**Exercise input:**
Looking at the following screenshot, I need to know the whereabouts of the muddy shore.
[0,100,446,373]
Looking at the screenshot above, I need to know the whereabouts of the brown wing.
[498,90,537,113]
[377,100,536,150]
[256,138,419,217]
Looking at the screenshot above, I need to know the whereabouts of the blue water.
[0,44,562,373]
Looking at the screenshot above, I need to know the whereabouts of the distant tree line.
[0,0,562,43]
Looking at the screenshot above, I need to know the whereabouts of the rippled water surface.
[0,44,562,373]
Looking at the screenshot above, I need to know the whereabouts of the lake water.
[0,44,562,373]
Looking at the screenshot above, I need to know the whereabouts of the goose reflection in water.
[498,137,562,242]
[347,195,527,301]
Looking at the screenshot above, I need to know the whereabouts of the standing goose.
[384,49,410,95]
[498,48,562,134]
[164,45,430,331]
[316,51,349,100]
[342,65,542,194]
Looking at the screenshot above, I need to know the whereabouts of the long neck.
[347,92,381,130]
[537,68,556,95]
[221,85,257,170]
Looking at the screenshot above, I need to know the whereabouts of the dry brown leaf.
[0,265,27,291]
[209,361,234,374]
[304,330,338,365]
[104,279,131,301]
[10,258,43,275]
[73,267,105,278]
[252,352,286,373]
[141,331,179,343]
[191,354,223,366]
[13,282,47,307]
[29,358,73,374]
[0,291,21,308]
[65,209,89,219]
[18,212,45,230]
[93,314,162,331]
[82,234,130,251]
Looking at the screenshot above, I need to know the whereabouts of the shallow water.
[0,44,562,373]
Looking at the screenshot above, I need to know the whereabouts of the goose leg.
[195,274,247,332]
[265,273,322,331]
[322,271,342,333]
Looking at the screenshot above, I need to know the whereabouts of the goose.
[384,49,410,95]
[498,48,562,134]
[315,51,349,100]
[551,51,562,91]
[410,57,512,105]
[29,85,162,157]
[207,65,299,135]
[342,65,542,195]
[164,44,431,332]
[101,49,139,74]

**Task to carry out:** Please convert the data above, from the line containing "reflection in water." up to and including the last line, into a Markdown table with the columns "Row" and "Line", leaving out any blank lines.

**Finished task:**
| Row | Line |
|---|---|
| 1 | Looking at the screenshot above, I need to know the whereabouts of the goose reflection in water. |
| 2 | [498,137,562,242] |
| 3 | [347,195,527,301] |
| 4 | Looking at the screenshot above, I need to know the whereabouts of the standing goose. |
| 5 | [384,49,410,95] |
| 6 | [498,48,562,134] |
| 7 | [164,45,430,331] |
| 8 | [316,51,349,100] |
| 9 | [342,65,542,194] |
| 10 | Looking at the screenshot above, I need to know the whereabouts of the long neck. |
| 11 | [347,92,381,130] |
| 12 | [537,68,556,95] |
| 13 | [221,85,257,170] |
| 14 | Looking at the screenshot above, I need to know the whereabouts of the dry brown leaf. |
| 15 | [0,265,27,291] |
| 16 | [209,361,234,374] |
| 17 | [304,330,338,365] |
| 18 | [104,279,131,301] |
| 19 | [10,258,43,275] |
| 20 | [73,267,105,278] |
| 21 | [252,352,286,373] |
| 22 | [141,331,179,343] |
| 23 | [191,354,223,366] |
| 24 | [13,282,47,307] |
| 25 | [29,358,73,374] |
| 26 | [0,291,21,308] |
| 27 | [65,209,89,219] |
| 28 | [18,212,45,230] |
| 29 | [93,314,162,331] |
| 30 | [82,234,130,251] |
| 31 | Looking at the screenshot above, I need to know the whereabouts of the shallow water. |
| 32 | [0,44,562,373] |
| 33 | Looking at the screenshot above, I need to know the whereabouts of the goose leg. |
| 34 | [195,274,247,332] |
| 35 | [265,273,322,331] |
| 36 | [322,271,342,333] |
| 37 | Looking at the screenshot above, I need to know the whereabouts of the goose. |
| 38 | [384,49,410,95] |
| 39 | [498,48,562,134] |
| 40 | [315,51,349,100] |
| 41 | [551,51,562,91] |
| 42 | [410,57,512,105] |
| 43 | [29,85,162,157] |
| 44 | [207,65,299,135] |
| 45 | [342,65,542,195] |
| 46 | [164,44,431,332] |
| 47 | [101,49,139,74] |